▸ **What is expected**
In the records below, find the line that contains "instructions: Find the", then write out that line and each one after it exactly, up to and including the last.

▸ **Recorded information**
=-=-=

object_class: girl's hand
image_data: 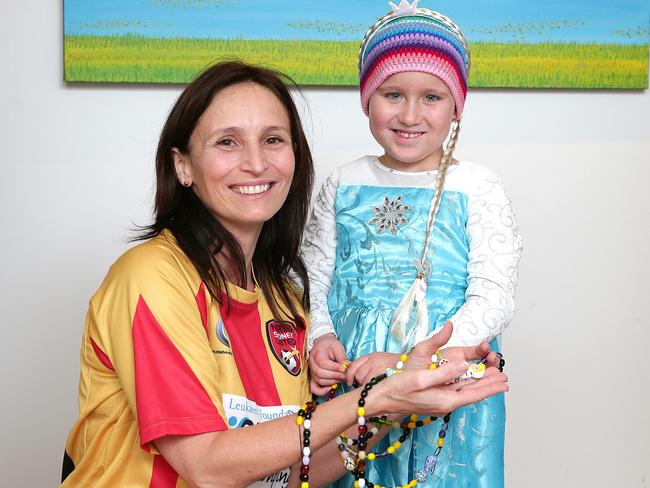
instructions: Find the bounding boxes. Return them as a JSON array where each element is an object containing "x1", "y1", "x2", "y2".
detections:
[
  {"x1": 309, "y1": 334, "x2": 348, "y2": 395},
  {"x1": 344, "y1": 352, "x2": 401, "y2": 387},
  {"x1": 406, "y1": 321, "x2": 499, "y2": 370}
]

=-=-=

▸ **Result of the task**
instructions: Find the bounding boxes. Return them as a JSON array where each element is an object containing "x1", "y1", "x2", "y2".
detections:
[
  {"x1": 309, "y1": 334, "x2": 348, "y2": 395},
  {"x1": 344, "y1": 352, "x2": 401, "y2": 387},
  {"x1": 406, "y1": 321, "x2": 499, "y2": 370}
]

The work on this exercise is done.